YOUR GOAL:
Below are some entries. Copy each line that holds the string "shirt".

EXTRACTED ENTRIES:
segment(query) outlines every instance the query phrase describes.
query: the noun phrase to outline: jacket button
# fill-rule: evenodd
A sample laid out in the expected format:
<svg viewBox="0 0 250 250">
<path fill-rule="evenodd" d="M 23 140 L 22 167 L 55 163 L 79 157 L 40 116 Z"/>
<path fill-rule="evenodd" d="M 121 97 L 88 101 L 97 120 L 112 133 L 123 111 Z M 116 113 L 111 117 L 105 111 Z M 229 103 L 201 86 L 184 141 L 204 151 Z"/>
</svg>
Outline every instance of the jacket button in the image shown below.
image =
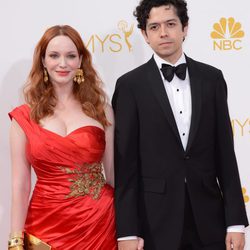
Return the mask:
<svg viewBox="0 0 250 250">
<path fill-rule="evenodd" d="M 190 159 L 190 156 L 189 156 L 189 155 L 185 155 L 184 159 L 185 159 L 185 160 L 189 160 L 189 159 Z"/>
</svg>

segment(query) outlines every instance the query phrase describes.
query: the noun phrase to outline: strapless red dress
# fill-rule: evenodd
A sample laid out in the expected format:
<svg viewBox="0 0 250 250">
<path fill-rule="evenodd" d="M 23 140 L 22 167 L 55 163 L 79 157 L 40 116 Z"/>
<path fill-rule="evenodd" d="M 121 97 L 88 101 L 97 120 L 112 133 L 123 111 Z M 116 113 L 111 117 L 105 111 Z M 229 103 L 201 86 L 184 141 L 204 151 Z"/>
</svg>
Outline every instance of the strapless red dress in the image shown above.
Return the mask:
<svg viewBox="0 0 250 250">
<path fill-rule="evenodd" d="M 105 183 L 104 131 L 80 127 L 67 136 L 42 128 L 22 105 L 9 113 L 27 137 L 37 176 L 25 231 L 55 250 L 115 250 L 113 188 Z"/>
</svg>

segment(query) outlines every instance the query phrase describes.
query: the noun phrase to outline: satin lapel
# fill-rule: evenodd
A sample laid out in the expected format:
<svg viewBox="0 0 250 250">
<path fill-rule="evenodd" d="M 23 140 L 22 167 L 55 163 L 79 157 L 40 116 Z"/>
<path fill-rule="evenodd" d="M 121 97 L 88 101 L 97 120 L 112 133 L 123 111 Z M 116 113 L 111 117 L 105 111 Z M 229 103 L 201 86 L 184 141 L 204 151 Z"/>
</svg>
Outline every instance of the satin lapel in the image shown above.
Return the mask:
<svg viewBox="0 0 250 250">
<path fill-rule="evenodd" d="M 195 62 L 186 56 L 188 73 L 190 78 L 191 96 L 192 96 L 192 117 L 189 131 L 188 144 L 186 152 L 189 151 L 192 142 L 195 138 L 195 134 L 199 127 L 200 115 L 201 115 L 201 75 L 196 68 Z"/>
<path fill-rule="evenodd" d="M 147 63 L 148 70 L 147 70 L 147 79 L 146 81 L 152 88 L 152 92 L 155 95 L 156 99 L 158 100 L 165 117 L 173 130 L 178 142 L 182 145 L 180 135 L 178 132 L 178 128 L 174 119 L 174 114 L 171 108 L 171 105 L 168 100 L 168 96 L 166 90 L 164 88 L 162 78 L 159 72 L 159 69 L 155 63 L 153 57 Z"/>
</svg>

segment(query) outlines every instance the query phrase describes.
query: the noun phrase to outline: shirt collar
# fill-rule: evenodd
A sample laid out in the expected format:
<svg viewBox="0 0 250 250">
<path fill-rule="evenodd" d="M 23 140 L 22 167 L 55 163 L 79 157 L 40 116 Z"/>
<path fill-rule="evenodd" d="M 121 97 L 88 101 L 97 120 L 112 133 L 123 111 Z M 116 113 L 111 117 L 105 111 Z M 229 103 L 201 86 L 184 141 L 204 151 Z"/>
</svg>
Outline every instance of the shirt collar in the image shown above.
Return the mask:
<svg viewBox="0 0 250 250">
<path fill-rule="evenodd" d="M 178 61 L 175 64 L 172 64 L 172 63 L 169 63 L 169 62 L 163 60 L 156 53 L 154 53 L 154 60 L 155 60 L 155 62 L 156 62 L 156 64 L 157 64 L 157 66 L 158 66 L 159 69 L 161 69 L 161 67 L 162 67 L 161 65 L 163 63 L 169 64 L 171 66 L 177 66 L 177 65 L 179 65 L 181 63 L 186 63 L 186 57 L 185 57 L 184 53 L 182 53 L 181 57 L 178 59 Z"/>
</svg>

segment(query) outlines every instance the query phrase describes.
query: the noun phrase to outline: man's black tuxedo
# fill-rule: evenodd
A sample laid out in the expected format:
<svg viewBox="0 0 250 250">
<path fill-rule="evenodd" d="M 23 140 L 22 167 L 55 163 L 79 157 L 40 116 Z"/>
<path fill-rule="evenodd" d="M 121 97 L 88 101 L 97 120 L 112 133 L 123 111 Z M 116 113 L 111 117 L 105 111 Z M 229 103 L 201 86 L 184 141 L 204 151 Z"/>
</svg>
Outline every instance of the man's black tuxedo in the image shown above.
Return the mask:
<svg viewBox="0 0 250 250">
<path fill-rule="evenodd" d="M 186 150 L 153 58 L 118 79 L 112 100 L 117 236 L 141 236 L 146 250 L 178 249 L 185 179 L 204 244 L 223 241 L 230 225 L 248 225 L 225 80 L 220 70 L 186 60 L 192 96 Z"/>
</svg>

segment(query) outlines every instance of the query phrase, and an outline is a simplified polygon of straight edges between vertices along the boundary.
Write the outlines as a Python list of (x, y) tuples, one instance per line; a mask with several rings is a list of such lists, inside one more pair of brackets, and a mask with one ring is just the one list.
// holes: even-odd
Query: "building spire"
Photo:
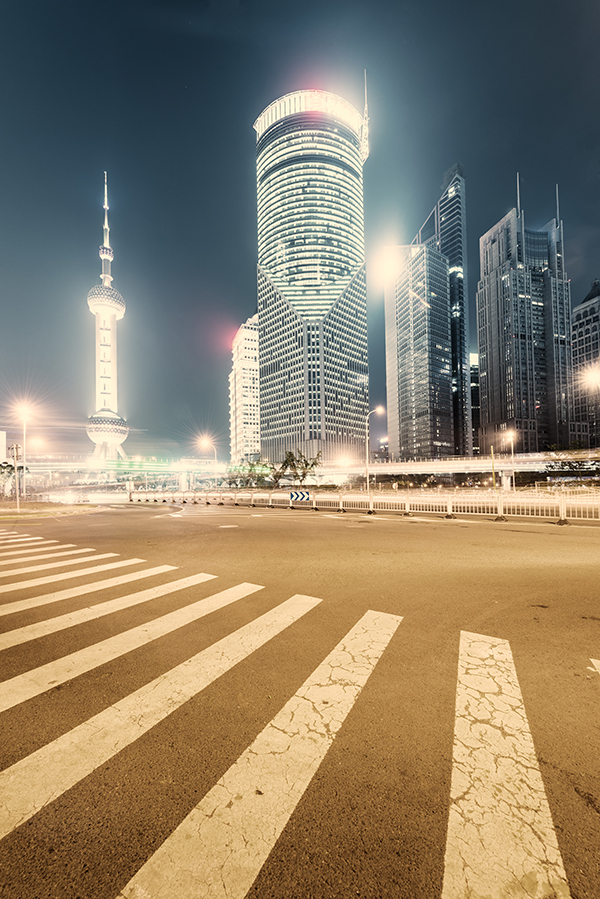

RESULT OF THIS TASK:
query: the noun phrase to outline: shirt collar
Outline every instance of the shirt collar in the image shown above.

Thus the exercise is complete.